What is asked »
1. In the mailing-list message about gopher support, how were Chromium requests 5106 and 11345 marked?
2. Extend the mailing-list message about gopher support from the point where it stops.

Excerpt »
+-------+
[gopher] A letter to Mozilla Foundation

Nuno J. Silva nunojsilva at ist.utl.pt
Wed Aug 4 13:02:12 UTC 2010


Cameron Kaiser <spectre at floodgap.com> writes:

>> > My personal feeling is that they wanted to shake out technologies they
>> > believed were not worth their time, and they chose (not unreasonably)
>> > Moz 2.0 where a large number of internal changes were taking place to
>> > draw that line. Although they never went out and said it, this was
>> > implied by comments like Mike Shaver's where they did not want cycles
>> > wasted on testing and development for it.
>> 
>> I'd like them to state clearly the true, deep reason. Although, we've
>> already found they're against gopher support itself, we deserve a clear
>> answer.
>
> I did find a Google Chrome request someone filed to add gopher to that.
> It was pretty crisply rejected even though a lot of people joined in.

I found two requests (maybe they should have been merged), 5106 and
11345

http://code.google.com/p/chromium/issues/detail?id=5106
http://code.google.com/p/chromium/issues/detail?id=11345

both stamped WONTFIX.

(There is also bug 30840, if people are told it's an unsupported
protocol and that they need another program to browse it, it's far
better than getting a google web search, no matter what is the
unsupported protocol.)

http://code.google.com/p/chromium/issues/detail?id=30840

>> A key point in spreading gopher is the support of a largely used browser
>> like Firefox. As we will still have a pointer to Overbite when browsing
>> gopher:, that's not completely lost (I don't mean it's good, I mean it
>> isn't as bad as it could be) --- people can still follow the link and
>> install Overbite.
>
> I hope that Mozilla adopts bug 572000; this at least gives people a way
> to migrate. I think, though, we should be emphasizing more why Gopher is
> different rather than the popular misconception that it's a "mini Web."
+-------+
Dataset content »
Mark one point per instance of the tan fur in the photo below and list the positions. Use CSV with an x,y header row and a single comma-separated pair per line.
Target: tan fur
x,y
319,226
+-------+
Answers for the exercise »
1. Both were stamped WONTFIX.

2.
> Rob did put this very well, better than I did in so many words:
>
>> "Thinkig of it like that, a method of easily serving directoies of data,
>> rather than a scaled down web makes the whole thing more appealing I
>> think."
>> 
>> in gopher://gopher.robsayers.com/0/whygopher.txt
>
> I think anything helping to encourage its hierarchical nature serves to
> make it more distinct, and therefore more valuable/relevant.

It's gopher's main strength. And at the same time, it's one of the
greatest weaknesses of the web. Some parts of the web are sometimes just
a big mess.

> Also, I'm exploring Gopher in constrained environments. On Twitter we
> were talking about Gopher over AX.25 and KISS packet radio links. This
> sounds like a terrific use for a link that is at best 9600bps and often
> as low as 1200bps, much like using GPRS and Overbite Android on a mobile
> device.

Is there any J2ME gopher client? That'd make a good use for J2ME+GPRS
cell phones.

>> > I heard back from the SeaMonkey folks and they were happy to offer
>> > assistance porting OverbiteFF to SM, and it's nearly done if people want
>> > to give it a spin.
>> 
>> I've not used Seamonkey for ages (actually, I never used it, I used the
>> Mozilla Suite), but maybe it's time to look at it again :-)
>
> 1522 has SeaMonkey support in it, so let me know how you like it. SM are
> strict embedders of Mozilla, so when they adopt Mozilla 2.0 (in SM 2.1),
> gopher dies there also. However, 2.1 is barely in its second alpha and there
> is probably a long way to go before it will even make beta.

I was hoping they could patch gecko to use a gopher-enabled engine, but
that probably does not mix well with their goals (I suppose what they
want is to pack Firefox, Thunderbird and others together, trying to keep
every feature as-is).

Thinking of Mozilla Suite and Gopher reminds me of this screenshot :-)

gopher://gopher.quux.org/g/Software/Gopher/screenshots/mozilla.gif

I'm sad I never used this, looks... interesting!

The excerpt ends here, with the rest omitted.